▶ **Required action**:
Reproduce nothing but the lines from the one with "Task: locate the minaret tower." down to the last line of the data below.

Items from a dataset:
**********

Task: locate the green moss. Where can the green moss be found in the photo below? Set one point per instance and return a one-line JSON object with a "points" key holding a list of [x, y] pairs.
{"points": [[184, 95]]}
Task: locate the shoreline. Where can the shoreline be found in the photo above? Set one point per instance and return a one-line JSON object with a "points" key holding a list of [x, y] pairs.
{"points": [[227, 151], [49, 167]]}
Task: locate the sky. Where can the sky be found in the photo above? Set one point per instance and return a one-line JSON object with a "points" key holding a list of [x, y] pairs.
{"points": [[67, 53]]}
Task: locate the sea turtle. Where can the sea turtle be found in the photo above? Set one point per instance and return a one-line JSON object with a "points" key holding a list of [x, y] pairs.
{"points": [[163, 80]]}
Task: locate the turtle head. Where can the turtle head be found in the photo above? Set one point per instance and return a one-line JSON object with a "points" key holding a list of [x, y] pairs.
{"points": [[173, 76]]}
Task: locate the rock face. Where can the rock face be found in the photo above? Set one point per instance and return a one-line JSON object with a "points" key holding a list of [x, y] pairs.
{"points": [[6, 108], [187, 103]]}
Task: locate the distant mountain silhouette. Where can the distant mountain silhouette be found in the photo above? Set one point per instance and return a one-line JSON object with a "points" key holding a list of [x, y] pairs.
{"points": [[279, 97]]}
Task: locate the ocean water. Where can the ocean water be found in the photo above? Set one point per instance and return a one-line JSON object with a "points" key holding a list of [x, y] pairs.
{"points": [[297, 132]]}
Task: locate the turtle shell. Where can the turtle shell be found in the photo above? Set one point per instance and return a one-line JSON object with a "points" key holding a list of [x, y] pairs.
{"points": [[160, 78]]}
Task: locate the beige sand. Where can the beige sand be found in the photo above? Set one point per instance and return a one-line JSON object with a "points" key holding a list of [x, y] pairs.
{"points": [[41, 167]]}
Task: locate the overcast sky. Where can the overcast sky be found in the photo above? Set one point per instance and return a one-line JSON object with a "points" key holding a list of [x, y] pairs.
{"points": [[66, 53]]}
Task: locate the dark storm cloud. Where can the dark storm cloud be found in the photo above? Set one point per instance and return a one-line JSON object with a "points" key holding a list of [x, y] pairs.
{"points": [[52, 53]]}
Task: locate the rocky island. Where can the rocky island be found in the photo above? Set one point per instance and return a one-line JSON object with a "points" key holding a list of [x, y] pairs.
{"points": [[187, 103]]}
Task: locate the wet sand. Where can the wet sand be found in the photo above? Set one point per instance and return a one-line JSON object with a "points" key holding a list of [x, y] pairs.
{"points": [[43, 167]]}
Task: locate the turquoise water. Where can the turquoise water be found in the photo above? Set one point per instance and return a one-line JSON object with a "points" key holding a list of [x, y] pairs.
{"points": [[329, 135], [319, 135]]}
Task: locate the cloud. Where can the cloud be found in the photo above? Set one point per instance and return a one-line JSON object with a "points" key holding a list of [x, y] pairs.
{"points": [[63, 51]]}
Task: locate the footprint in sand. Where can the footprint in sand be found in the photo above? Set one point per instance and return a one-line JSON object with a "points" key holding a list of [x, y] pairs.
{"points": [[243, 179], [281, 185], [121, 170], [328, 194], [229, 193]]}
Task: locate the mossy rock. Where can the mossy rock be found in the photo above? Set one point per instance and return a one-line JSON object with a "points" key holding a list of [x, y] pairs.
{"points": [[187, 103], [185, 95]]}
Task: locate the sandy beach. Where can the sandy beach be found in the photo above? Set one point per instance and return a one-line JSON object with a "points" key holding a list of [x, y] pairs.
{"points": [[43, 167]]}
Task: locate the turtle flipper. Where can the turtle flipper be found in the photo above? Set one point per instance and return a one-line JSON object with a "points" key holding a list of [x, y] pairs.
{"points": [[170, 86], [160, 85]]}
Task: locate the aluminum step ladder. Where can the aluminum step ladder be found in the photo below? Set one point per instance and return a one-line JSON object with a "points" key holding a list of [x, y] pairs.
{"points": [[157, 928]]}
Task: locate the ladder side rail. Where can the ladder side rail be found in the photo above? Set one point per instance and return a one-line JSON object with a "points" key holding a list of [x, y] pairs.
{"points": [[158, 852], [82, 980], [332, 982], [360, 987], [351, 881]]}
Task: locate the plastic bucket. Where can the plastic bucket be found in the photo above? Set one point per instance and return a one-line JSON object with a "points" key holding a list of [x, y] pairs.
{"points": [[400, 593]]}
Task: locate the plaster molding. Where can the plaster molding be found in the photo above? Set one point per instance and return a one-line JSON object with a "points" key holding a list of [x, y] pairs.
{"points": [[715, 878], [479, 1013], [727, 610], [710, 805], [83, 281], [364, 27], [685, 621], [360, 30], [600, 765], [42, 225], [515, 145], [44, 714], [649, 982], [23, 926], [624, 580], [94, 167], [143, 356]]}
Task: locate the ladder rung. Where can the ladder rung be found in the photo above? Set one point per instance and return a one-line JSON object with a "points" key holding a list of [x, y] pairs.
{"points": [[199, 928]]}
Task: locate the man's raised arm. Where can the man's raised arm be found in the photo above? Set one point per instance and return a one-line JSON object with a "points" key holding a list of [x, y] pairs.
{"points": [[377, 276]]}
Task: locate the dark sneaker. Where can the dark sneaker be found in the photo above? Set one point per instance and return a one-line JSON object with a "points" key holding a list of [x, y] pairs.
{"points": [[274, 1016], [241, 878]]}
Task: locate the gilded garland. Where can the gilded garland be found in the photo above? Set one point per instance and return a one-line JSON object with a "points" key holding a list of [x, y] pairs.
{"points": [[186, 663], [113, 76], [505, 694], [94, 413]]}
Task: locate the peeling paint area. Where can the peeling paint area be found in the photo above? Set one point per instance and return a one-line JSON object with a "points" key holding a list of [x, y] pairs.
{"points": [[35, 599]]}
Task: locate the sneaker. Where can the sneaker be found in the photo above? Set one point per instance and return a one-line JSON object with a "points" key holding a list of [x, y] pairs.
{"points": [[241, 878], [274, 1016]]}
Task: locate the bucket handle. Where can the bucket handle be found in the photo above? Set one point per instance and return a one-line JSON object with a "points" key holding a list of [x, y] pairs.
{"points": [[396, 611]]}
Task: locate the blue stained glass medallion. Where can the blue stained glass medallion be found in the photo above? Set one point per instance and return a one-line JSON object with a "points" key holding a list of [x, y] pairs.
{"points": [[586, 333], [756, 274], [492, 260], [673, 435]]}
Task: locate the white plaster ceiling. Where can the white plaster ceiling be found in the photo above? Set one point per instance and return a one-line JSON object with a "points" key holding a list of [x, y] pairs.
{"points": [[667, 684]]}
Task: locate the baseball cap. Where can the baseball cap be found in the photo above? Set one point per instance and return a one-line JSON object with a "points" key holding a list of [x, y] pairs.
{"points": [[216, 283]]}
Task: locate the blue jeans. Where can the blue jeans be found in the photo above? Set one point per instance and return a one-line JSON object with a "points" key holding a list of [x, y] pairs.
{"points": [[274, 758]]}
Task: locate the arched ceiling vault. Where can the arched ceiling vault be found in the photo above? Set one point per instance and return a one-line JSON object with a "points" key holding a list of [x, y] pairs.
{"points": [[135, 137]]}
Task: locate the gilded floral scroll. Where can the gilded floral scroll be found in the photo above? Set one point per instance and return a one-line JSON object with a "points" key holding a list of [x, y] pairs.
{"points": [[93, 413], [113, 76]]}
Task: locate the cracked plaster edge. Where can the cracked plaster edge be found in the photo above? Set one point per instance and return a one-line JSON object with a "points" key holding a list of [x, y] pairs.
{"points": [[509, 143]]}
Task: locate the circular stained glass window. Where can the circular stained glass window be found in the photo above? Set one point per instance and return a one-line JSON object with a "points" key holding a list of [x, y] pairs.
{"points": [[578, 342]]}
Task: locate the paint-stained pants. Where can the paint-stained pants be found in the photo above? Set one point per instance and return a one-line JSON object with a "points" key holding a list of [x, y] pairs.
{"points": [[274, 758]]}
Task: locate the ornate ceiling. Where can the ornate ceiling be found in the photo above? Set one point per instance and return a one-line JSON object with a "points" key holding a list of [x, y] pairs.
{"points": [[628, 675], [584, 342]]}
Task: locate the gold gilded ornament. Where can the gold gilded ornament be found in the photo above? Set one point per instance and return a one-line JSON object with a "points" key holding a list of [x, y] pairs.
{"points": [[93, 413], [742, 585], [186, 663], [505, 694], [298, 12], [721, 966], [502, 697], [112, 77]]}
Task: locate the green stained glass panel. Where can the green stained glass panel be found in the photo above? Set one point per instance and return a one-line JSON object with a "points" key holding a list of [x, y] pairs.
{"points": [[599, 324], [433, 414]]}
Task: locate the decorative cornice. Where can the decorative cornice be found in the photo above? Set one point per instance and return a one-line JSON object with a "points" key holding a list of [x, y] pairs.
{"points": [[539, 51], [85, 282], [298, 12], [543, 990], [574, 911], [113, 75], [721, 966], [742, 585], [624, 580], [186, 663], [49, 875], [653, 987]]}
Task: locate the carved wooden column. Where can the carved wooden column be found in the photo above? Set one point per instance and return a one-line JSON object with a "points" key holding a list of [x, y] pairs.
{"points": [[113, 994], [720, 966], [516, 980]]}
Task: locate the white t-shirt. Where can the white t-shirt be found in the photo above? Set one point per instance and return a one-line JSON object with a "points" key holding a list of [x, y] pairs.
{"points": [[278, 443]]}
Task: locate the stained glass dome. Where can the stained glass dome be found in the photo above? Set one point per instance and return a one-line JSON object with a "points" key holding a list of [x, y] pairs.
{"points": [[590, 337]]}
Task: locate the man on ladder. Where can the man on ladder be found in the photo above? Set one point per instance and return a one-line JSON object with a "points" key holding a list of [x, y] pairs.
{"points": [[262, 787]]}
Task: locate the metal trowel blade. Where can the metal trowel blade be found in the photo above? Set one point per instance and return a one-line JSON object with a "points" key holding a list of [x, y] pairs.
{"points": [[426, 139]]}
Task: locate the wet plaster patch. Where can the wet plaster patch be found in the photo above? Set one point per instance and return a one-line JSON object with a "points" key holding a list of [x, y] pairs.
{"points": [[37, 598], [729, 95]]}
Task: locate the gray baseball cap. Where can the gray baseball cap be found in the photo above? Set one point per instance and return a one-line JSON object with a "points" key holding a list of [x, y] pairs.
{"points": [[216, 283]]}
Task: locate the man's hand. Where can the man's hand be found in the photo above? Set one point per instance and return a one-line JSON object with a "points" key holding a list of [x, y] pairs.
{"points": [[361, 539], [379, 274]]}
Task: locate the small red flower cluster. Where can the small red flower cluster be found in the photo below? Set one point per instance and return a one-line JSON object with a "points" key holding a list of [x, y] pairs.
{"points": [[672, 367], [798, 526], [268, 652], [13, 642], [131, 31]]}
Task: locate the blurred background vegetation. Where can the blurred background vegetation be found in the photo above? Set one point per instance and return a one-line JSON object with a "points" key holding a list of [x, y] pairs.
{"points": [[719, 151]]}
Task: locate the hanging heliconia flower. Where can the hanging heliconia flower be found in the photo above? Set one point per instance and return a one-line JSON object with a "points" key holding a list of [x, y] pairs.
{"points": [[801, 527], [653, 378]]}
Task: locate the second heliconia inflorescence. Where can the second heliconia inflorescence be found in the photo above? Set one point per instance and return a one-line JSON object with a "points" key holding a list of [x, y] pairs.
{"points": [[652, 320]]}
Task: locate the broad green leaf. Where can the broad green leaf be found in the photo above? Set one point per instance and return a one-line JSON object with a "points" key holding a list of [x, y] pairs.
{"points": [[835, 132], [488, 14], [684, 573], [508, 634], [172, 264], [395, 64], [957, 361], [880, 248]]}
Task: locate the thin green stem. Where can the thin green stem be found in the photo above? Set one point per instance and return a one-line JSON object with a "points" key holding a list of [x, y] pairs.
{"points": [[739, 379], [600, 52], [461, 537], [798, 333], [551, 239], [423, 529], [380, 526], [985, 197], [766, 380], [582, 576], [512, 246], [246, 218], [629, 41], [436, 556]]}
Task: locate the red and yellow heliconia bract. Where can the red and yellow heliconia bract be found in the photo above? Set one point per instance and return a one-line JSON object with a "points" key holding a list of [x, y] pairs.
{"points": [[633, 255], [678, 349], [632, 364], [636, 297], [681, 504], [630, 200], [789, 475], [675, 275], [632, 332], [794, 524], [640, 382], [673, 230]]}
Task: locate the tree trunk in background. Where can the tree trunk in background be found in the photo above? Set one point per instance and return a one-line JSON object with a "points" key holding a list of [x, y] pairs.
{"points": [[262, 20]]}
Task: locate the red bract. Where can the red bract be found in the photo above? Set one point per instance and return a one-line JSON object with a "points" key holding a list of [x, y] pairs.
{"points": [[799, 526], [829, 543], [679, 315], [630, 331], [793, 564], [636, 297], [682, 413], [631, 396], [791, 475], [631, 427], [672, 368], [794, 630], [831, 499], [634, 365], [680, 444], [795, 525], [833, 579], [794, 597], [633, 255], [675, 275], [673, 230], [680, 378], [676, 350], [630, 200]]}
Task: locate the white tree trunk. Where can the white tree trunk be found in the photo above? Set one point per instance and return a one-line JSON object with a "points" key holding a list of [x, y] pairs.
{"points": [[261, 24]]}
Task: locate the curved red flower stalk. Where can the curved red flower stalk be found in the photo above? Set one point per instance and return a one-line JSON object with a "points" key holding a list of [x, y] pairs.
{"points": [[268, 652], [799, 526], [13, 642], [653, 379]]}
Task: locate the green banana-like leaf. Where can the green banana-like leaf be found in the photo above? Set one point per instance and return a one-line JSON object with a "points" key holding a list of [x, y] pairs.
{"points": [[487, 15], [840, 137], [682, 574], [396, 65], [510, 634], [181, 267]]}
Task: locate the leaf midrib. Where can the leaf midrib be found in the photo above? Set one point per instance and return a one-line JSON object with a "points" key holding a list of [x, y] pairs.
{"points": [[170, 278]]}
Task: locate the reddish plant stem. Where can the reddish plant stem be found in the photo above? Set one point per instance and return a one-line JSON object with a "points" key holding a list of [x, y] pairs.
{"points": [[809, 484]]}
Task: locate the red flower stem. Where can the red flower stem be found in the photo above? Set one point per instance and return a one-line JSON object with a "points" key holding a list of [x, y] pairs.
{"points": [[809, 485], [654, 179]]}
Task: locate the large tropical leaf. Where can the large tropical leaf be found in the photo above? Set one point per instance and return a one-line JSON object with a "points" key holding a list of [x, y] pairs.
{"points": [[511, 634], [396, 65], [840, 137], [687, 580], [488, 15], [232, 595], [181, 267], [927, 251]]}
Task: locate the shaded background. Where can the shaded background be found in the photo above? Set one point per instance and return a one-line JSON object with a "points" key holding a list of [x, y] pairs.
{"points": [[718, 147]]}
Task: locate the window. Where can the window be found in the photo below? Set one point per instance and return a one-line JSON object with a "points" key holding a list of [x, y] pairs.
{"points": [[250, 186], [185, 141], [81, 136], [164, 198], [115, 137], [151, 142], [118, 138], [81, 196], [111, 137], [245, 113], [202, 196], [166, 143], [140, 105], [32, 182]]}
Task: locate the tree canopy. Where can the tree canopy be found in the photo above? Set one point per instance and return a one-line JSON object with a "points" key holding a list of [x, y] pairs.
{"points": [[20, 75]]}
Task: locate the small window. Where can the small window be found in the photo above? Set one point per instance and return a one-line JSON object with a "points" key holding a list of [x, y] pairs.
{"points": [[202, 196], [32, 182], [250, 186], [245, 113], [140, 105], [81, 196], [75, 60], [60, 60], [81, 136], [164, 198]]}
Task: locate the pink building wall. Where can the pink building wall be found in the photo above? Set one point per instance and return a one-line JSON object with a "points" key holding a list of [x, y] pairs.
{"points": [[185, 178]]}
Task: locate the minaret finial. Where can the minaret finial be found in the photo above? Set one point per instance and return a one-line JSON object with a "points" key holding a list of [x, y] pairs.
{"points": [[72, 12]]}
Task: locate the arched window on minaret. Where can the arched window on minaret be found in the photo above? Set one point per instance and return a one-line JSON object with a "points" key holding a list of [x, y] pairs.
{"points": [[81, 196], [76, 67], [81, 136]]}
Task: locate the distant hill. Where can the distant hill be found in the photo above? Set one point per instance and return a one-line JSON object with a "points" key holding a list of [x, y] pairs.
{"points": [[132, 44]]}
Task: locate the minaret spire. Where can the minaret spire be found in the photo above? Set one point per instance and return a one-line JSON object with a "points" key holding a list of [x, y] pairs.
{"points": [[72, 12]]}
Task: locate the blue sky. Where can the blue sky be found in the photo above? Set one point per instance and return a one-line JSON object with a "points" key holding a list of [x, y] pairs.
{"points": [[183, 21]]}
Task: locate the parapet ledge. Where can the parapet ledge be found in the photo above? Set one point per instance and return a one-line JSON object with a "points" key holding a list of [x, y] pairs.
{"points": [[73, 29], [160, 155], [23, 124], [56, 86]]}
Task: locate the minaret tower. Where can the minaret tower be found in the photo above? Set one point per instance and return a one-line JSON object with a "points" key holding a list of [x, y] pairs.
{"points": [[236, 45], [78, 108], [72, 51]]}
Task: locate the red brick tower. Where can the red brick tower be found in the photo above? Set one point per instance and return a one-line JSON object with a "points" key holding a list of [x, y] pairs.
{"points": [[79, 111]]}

**********

▶ **Answer section**:
Task: locate the minaret tower. Where can the minaret tower be found in the photo above? Set one point per instance and return a one-line JSON object with a "points" key holding a list of [x, y] pairs.
{"points": [[236, 45], [78, 108], [72, 51]]}
Task: locate the red brick tower. Where can the red brick tower be found in the photo above? Set one point per instance and return a one-line JSON object with a "points" key holding a list of [x, y] pairs.
{"points": [[79, 111]]}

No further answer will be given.